__Work instructions__
When you find the line with "Put a point on the asphalt" among the records below, reproduce it and each line after it exactly, ending with the line with "Put a point on the concrete driveway, one".

__Records drawn from a dataset__
○ ○ ○

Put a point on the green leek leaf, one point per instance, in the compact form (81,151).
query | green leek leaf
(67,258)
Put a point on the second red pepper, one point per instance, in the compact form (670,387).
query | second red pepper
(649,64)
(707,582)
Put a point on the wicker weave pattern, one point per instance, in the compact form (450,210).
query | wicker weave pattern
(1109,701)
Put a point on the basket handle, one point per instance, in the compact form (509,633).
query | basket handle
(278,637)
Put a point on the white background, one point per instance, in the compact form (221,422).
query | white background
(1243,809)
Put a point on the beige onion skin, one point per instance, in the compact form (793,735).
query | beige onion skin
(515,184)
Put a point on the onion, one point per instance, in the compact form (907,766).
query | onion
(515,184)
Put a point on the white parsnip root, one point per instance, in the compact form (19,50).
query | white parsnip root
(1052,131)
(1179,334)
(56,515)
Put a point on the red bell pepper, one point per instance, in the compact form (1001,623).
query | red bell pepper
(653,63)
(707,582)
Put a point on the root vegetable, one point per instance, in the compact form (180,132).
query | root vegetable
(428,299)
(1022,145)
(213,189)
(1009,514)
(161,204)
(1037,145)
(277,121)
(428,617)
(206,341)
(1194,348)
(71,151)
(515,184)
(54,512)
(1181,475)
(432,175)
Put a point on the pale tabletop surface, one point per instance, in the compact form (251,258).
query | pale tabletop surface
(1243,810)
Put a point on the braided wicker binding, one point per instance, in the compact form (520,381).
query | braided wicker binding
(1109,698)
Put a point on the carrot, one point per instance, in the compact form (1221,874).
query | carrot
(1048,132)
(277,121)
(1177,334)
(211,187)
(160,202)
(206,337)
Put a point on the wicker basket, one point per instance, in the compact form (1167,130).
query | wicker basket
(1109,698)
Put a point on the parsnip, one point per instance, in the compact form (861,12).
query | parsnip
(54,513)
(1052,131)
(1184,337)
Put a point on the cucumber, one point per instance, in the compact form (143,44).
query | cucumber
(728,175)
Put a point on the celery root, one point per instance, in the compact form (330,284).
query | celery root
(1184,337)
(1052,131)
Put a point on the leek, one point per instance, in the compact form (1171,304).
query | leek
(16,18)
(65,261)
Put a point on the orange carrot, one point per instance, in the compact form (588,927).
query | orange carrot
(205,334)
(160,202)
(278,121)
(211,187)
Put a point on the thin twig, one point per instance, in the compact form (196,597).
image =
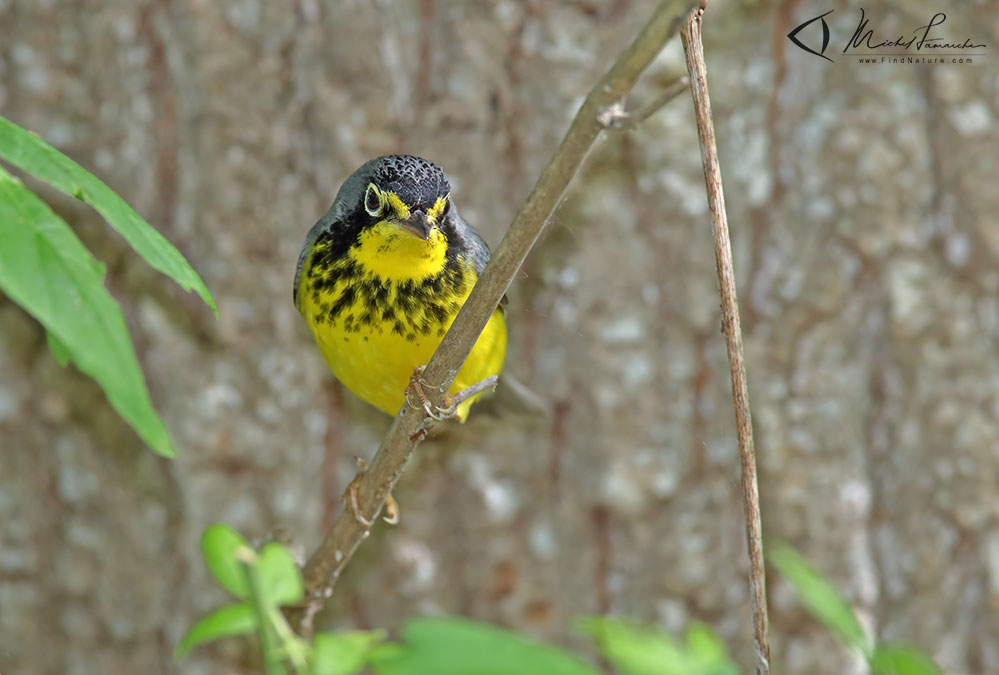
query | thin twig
(691,36)
(408,428)
(615,116)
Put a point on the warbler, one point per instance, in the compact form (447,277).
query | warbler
(382,276)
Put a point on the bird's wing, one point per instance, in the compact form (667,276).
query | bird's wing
(475,246)
(310,239)
(476,249)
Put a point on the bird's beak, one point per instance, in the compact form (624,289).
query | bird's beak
(417,224)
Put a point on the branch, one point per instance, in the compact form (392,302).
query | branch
(691,36)
(617,117)
(410,424)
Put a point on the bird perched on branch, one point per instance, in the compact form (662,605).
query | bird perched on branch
(382,276)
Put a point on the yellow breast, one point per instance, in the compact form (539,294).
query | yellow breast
(380,310)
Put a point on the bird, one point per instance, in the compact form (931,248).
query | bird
(382,275)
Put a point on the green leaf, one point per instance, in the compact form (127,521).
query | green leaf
(901,660)
(48,271)
(453,646)
(342,653)
(641,650)
(219,544)
(58,349)
(33,155)
(280,578)
(225,621)
(820,598)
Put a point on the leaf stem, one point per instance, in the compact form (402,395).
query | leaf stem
(691,36)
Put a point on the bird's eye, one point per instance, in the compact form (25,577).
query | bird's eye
(373,202)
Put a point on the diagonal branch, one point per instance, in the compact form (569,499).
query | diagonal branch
(339,544)
(691,36)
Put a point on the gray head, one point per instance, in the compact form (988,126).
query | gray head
(416,182)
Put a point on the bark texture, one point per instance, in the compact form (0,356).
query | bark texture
(862,202)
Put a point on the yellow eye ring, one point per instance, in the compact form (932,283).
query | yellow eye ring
(374,200)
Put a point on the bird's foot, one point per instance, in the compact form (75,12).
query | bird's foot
(451,401)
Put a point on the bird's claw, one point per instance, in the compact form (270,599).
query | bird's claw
(416,387)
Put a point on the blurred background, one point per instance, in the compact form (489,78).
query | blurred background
(862,200)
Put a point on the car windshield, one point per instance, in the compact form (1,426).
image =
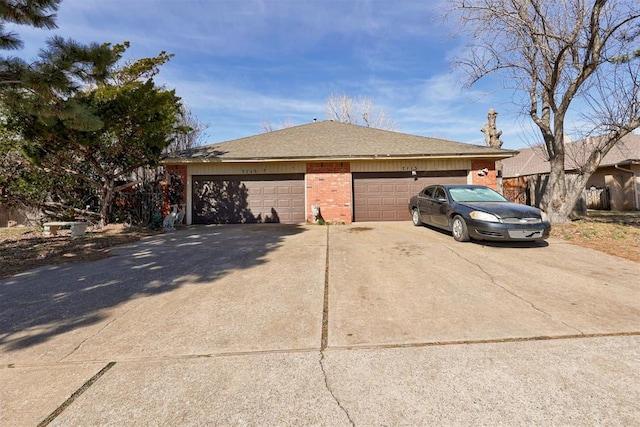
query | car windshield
(475,194)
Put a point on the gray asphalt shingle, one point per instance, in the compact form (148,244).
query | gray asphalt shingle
(333,140)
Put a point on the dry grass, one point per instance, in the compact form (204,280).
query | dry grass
(21,249)
(615,233)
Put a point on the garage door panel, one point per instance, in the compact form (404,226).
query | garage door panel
(385,196)
(248,199)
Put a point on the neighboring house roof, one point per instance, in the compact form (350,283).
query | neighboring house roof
(534,160)
(332,141)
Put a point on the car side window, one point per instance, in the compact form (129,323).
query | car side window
(428,192)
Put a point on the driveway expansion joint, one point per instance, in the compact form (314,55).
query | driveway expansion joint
(326,384)
(75,395)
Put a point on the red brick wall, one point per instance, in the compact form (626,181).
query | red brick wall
(490,179)
(329,186)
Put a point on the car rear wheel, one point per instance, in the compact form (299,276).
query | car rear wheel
(415,217)
(459,229)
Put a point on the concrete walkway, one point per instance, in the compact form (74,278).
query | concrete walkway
(368,324)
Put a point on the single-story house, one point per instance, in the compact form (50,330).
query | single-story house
(615,185)
(347,172)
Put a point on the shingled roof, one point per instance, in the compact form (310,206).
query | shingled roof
(534,160)
(328,140)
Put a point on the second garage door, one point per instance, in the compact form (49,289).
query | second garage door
(248,199)
(385,196)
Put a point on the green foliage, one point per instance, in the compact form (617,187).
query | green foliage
(120,121)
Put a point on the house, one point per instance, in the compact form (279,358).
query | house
(615,185)
(346,172)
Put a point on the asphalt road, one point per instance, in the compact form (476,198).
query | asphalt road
(367,324)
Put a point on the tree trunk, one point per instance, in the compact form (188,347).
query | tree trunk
(107,199)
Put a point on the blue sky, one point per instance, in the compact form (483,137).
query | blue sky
(239,63)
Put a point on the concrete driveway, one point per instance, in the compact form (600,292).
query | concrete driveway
(367,324)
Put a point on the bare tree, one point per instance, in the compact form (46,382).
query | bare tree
(357,111)
(566,56)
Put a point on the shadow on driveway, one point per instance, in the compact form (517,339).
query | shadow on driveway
(43,303)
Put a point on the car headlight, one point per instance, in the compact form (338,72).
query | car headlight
(544,216)
(484,216)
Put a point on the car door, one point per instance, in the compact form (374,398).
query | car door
(439,205)
(424,200)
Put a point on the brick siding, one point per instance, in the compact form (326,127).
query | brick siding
(329,187)
(490,179)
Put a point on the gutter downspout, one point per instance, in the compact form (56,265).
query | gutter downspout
(635,184)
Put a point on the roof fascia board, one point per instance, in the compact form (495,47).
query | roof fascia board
(496,156)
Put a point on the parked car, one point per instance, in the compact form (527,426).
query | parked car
(477,212)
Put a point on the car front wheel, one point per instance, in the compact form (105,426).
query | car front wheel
(459,229)
(415,216)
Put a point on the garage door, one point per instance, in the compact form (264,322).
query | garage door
(248,199)
(385,196)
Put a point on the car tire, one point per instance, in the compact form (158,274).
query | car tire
(415,217)
(459,229)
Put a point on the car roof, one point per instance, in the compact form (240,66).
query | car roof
(457,186)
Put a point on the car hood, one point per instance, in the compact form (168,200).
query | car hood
(505,209)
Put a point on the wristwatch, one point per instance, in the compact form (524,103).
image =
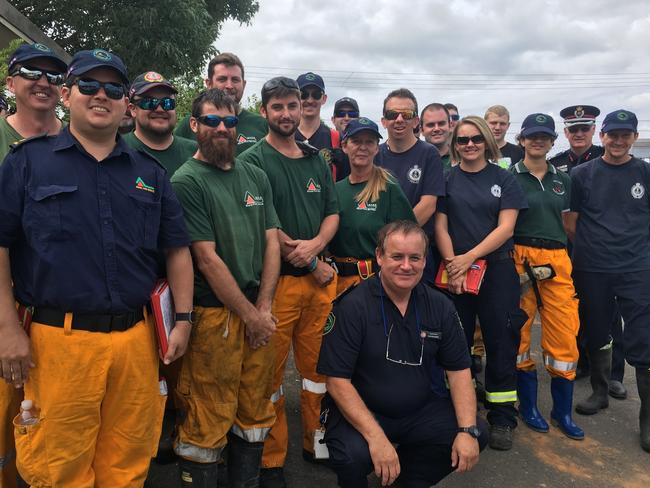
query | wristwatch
(472,430)
(184,317)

○ ○ ○

__Solution for this problem__
Put a point on the asphalt road, one point per instance, in the compact form (476,198).
query | asphalt road
(367,324)
Put a point on the tree trunk, one point per instance, in the compact form (188,347).
query | tree trunk
(107,199)
Put a point on the blue sky, one point per instance, in the compact form (483,137).
query | blue sky
(239,63)
Put a point on the concrete driveway, one point per instance, in the compact form (600,292).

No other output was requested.